======== Information shown ========

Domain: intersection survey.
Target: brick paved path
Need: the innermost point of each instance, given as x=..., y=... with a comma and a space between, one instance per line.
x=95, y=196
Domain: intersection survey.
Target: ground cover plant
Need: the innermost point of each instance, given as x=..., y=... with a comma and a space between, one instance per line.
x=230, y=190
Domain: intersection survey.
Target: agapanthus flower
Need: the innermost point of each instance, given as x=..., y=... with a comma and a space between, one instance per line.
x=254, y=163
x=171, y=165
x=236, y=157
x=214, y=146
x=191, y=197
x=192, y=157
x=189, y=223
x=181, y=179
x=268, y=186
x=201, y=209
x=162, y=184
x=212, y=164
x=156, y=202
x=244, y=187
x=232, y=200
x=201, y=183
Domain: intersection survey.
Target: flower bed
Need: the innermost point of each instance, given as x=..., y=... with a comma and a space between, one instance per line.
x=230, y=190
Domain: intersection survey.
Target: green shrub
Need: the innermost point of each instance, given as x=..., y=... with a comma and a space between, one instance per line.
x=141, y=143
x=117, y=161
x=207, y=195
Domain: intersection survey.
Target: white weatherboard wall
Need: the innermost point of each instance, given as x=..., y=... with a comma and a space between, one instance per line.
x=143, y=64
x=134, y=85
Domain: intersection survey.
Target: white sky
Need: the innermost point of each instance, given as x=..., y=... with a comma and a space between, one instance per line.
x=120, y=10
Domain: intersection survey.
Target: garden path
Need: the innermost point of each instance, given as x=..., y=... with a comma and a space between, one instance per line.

========
======== Information shown ========

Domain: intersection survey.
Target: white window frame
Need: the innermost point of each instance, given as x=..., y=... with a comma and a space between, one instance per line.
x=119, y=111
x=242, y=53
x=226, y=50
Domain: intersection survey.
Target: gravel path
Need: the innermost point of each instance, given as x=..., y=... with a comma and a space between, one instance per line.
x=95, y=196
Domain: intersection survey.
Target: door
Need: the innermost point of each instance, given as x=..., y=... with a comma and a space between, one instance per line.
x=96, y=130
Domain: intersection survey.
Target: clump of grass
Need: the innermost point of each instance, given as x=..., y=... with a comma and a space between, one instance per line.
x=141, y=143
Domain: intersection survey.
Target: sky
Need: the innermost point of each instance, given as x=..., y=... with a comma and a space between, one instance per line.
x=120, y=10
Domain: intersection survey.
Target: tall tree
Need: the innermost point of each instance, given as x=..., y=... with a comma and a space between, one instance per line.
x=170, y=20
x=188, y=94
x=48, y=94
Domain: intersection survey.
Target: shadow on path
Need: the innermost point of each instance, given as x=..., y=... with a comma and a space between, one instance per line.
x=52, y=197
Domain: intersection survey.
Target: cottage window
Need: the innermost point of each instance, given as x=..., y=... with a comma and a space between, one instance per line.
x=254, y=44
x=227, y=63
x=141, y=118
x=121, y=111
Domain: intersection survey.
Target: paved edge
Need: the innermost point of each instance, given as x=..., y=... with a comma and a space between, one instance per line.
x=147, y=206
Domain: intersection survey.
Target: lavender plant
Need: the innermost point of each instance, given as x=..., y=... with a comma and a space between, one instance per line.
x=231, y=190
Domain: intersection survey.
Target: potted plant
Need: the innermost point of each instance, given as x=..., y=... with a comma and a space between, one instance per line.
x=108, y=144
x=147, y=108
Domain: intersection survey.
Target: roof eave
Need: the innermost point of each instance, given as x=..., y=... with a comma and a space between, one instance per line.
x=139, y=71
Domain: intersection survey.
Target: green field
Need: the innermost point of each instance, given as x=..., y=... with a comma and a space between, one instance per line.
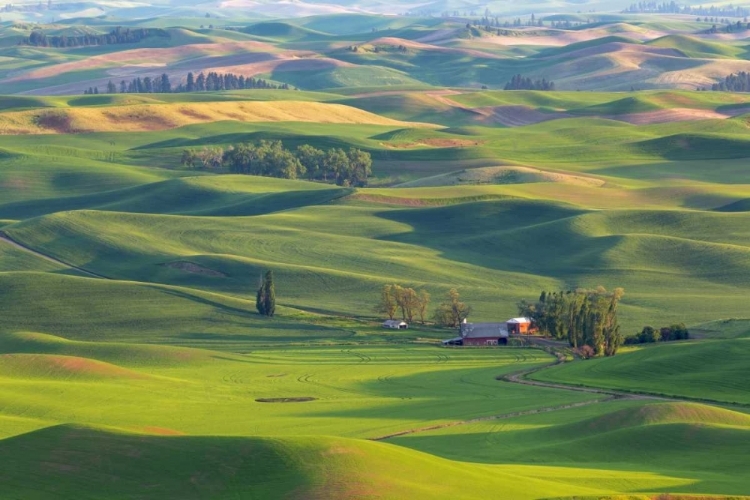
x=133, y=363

========

List every line in the data above that contains the word "green". Case counts.

Target: green shrub
Target: green field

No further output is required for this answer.